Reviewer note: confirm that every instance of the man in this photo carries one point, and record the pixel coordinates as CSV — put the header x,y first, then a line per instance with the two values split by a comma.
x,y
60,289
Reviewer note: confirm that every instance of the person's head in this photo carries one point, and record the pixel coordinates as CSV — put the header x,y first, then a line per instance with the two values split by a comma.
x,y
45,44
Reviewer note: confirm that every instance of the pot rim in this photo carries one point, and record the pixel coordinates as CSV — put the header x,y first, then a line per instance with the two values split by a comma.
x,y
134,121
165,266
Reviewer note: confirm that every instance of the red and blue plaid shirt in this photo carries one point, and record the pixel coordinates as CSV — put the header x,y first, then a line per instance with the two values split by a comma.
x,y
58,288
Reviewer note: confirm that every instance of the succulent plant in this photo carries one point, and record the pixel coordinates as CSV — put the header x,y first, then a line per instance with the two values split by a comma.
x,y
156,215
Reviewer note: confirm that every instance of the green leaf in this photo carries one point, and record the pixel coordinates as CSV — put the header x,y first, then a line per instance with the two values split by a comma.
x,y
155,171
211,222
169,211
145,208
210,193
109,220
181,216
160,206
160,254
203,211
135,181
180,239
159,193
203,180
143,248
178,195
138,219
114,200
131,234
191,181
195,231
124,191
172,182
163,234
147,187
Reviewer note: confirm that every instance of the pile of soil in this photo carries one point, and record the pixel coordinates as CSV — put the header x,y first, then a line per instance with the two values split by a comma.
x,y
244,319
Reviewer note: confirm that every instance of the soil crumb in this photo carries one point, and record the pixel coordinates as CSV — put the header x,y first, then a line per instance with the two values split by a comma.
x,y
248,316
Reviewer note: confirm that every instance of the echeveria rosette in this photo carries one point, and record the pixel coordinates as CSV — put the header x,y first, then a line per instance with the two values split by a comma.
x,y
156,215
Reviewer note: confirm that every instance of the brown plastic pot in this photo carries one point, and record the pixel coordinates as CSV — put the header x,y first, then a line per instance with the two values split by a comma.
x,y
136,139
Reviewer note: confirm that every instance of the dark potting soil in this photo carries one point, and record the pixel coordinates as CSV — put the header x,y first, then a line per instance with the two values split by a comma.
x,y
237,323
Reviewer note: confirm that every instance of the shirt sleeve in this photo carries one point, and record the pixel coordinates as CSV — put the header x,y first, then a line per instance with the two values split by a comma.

....

== What you will do ==
Your reply should be nothing but the lines from the one containing "Reviewer note: confirm that every instance of the echeveria" through the last line above, copied exactly; please include both ends.

== Result ==
Reviewer note: confirm that every instance of the echeveria rosette in this photo carries one point, and record the pixel coordinates as CSV — put the header x,y first, then a line per instance with the two values split by a comma.
x,y
156,215
Reviewer note: confirm that every instance of the brown plastic pot in this photo carries one point, and record the pixel coordinates as CSV — put the header x,y first, then a line per instance with the two values split by a comma.
x,y
136,139
Reviewer note: confirm that every instance of the dark potting soil in this photo carries one point, and record the pixel coordinates as CSV — put the header x,y first, then a line per instance with the two values split by a comma.
x,y
237,323
Reviewer note: confirm that every instance of the shirt sleeve in this photo carries one point, and record the pixel coordinates as CSV — put the header x,y first, then a line per instance with the two values split by a comma.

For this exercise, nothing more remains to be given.